* begin SUPPLIED TEXT *

Laban Onditi Rao v Kiprono Kittony & Kenya National Chamber of Commerce & Industry [2018] KEHC 10174 (KLR)
Full Case Text
REPUBLIC OF KENYA
IN THE HIGH COURT OF KENYA AT NAIROBI
COMMERCIAL AND ADMIRALTY DIVISION
CIVIL SUIT NO. 55 OF 2018
LABAN ONDITI RAO...................................................PETITIONER
- VERSUS -
KIPRONO KITTONY ....................................... 1ST RESPONDENT
KENYA NATIONAL CHAMBER OF
COMMERCE & INDUSTRY.............................2ND RESPONDENT
RULING
1. Laban Onditi Rao is the petitioner in this matter. It is not denied that on 14th July 2016, the petitioner was elected at the annual general meeting of Kenya National Chambers of Commerce & Industry, the 2nd respondent as its national vice chairman.
2. This petition is directed to the petitioner’s suspension from that office by the 2nd respondent. The petitioner alleges that his suspension and eventual removal from that office was a skim by Kiprono Kittony, the 1st respondent. Further, that the suspension was a violation of his fair administrative right and also was ultravires the powers in the articles of association of the 2nd respondent donated to the 2nd respondent’s board of directors.
3. The respondents have filed preliminary objections to the action in the following terms:
“(1) The entire suit is a non-starter as it offends the principle of subjudice as the same issues between the same parties are currently before another court of competent jurisdiction.
(2) The entire petition as filed is an abuse of the due process of court and it’s brought malafides.
(3) The suit is incompetent and born out of misapprehension of law because the writ prerogative orders sought in the petition are not available against the respondent.
(4) The petition and application are incompetent because the petitioner is withholding material facts.
(5) The prayers sought in the suit and application more specifically the conservatory orders cannot be granted as granting the same would be in vain the same having been overtaken by events”.

* end SUPPLIED TEXT *
* begin INFORMATION SHOWN *

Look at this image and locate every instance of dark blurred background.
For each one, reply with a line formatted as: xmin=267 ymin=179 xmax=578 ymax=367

* end INFORMATION SHOWN *

_PROBLEM TO SOLVE_. In the ruling, what reason do the respondents give for calling the entire suit a non-starter?

_WORKED SOLUTION_. The respondents say the suit offends the principle of subjudice. The same issues between the same parties are currently before another court of competent jurisdiction.